Artigo:
************
O companheiro Marcelo Ribeiro, preso na manifestação do MEPR no dia 24/03, Rio de Janeiro, escreveu para o Jornal Estudantes do Povo esta matéria onde relata os quatro dias em que esteve detido na Polinter. Seu texto é uma grande denúncia sobre o massacre que está ocorrendo nas prisões no Brasil. É uma questão que chega em boa hora, exatamente quando o governo Lula defende a reforma política, particularmente do judiciário, para acabar com o chamado "crime organizado". Esta é uma reforma reacionária, que legaliza dispositivos da época do regime militar, como a medida provisória baixada por Lula que aumenta de 6 meses para 1 ano o tempo de isolamento de um preso. Em meio a toda a campanha fascista dos monopólios de comunicação, que pedem sempre mais restrições aos direitos dos presos, a matéria de Ribeiro é um grito que não pode ser calado. Mostra a dignidade destes que foram empurrados pela miséria para a criminalidade e que, mesmo estando em condições subumanas mantém a cabeça erguida.
************
Dados fornecidos:
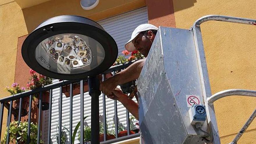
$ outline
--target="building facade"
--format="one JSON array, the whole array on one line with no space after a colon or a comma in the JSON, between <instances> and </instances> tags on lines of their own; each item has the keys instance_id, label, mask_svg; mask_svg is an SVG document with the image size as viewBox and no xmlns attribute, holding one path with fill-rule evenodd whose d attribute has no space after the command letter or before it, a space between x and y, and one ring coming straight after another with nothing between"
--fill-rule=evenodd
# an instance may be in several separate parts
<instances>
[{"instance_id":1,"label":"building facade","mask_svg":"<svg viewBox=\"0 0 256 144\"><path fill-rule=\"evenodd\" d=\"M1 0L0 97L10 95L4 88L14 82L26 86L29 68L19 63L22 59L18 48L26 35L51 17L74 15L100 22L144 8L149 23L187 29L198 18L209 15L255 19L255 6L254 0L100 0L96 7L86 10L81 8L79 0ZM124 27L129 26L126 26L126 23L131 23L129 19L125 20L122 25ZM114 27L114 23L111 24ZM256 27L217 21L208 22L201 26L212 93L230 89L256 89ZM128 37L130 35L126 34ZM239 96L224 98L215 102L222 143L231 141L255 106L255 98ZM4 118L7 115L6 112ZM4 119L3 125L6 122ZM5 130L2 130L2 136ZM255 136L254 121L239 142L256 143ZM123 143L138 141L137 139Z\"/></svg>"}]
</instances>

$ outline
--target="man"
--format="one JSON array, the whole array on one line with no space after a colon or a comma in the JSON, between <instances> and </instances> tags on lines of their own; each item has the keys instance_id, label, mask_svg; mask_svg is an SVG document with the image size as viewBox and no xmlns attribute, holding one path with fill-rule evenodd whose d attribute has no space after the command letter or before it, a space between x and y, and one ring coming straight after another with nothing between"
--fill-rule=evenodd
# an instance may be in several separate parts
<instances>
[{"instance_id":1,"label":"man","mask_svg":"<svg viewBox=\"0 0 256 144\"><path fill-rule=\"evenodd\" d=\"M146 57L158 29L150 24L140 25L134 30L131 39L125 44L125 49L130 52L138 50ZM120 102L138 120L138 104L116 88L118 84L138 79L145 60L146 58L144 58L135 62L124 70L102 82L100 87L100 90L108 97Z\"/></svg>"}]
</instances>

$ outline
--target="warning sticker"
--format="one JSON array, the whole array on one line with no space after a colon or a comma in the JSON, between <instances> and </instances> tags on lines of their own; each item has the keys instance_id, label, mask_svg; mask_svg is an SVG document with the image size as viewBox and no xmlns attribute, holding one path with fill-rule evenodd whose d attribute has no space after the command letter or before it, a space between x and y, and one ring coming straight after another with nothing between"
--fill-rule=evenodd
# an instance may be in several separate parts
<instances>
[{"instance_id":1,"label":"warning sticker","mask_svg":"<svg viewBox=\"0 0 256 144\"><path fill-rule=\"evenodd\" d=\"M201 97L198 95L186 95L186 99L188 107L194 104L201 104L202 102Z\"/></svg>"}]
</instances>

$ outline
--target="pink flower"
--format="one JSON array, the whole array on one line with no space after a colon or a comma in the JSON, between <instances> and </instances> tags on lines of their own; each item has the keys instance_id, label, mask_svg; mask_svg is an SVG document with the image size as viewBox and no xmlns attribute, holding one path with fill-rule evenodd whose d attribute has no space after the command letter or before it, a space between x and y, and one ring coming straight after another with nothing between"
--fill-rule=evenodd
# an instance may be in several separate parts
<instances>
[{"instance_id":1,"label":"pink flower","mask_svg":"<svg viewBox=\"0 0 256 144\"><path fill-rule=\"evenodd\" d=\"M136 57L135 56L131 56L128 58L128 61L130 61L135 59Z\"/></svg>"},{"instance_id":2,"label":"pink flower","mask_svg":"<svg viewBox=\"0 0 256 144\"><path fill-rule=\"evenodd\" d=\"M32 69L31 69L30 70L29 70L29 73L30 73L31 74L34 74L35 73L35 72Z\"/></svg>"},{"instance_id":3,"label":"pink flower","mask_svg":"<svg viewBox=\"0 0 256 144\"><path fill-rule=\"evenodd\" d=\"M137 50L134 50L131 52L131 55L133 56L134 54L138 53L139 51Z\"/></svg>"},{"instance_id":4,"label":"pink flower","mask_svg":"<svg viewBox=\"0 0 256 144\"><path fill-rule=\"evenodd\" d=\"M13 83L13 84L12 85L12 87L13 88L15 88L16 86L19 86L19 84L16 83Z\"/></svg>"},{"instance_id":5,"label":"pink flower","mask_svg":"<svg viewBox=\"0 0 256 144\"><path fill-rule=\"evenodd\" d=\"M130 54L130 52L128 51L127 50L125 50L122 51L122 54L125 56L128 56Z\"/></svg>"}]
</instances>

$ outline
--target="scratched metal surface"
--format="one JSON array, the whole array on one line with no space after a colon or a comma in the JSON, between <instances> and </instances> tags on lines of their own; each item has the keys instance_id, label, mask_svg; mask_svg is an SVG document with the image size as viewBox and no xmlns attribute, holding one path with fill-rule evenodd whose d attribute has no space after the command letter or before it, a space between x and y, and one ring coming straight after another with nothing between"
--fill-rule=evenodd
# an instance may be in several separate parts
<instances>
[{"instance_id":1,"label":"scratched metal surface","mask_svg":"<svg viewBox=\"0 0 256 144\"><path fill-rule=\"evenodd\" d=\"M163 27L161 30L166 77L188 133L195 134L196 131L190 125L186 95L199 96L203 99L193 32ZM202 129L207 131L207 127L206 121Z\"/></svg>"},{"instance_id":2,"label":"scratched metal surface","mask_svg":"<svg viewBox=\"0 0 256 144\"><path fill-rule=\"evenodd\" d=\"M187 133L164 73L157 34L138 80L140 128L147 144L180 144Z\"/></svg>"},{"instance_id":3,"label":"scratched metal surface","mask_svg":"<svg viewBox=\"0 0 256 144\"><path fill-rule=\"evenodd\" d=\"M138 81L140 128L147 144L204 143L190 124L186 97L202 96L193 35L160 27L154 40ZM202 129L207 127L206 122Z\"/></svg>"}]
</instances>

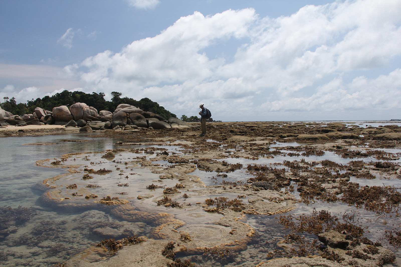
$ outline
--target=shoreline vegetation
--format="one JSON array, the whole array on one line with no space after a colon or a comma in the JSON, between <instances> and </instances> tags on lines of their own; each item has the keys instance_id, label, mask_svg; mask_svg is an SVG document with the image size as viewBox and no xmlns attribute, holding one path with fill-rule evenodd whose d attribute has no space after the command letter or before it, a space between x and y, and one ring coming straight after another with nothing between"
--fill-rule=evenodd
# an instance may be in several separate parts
************
Instruções das tarefas:
**a)** Segundo o artigo, o que muda com a medida provisória baixada por Lula?
**b)** Liste todos os nomes próprios que aparecem no artigo, sem repetições.
**c)** Dê continuidade ao artigo sobre a detenção de Marcelo Ribeiro na Polinter, começando logo após a última frase.

Respostas:
**a)** Ela aumenta de 6 meses para 1 ano o tempo de isolamento de um preso.

**b)** Marcelo Ribeiro, MEPR, Rio de Janeiro, Jornal Estudantes do Povo, Polinter, Brasil, Lula

**c)**
A Situação dos detentos dentro da Polinter, conhecida no RJ como "Massacre", é um espelho de todo o sistema carcerário brasileiro. Aqui não me deterei em uma análise de tal sistema, mas de minha experiência no período em que estive dentro deste cárcere.
Quando cheguei na carceragem da Polinter fiquei numa cela conhecida como triagem. Esta triagem mede aproximadamente 4m por 2m onde ficam normalmente 10 detentos, podendo chegar a 15 ou 20 segundo relatos dos próprios presos.
Dali fui transferido para o "xadrez" de número 14, que é uma cela de 14m por 2m para 12 pessoas. Nela estavam mais de 80 detentos. Logo no segundo dia houve um remanejamento de presos e a cela ficou com 65 presos. Deve-se salientar que não há sistema de ventilação, o que aumenta consideravelmente a sensação de calor que no primeiro dia chegou a 50 graus.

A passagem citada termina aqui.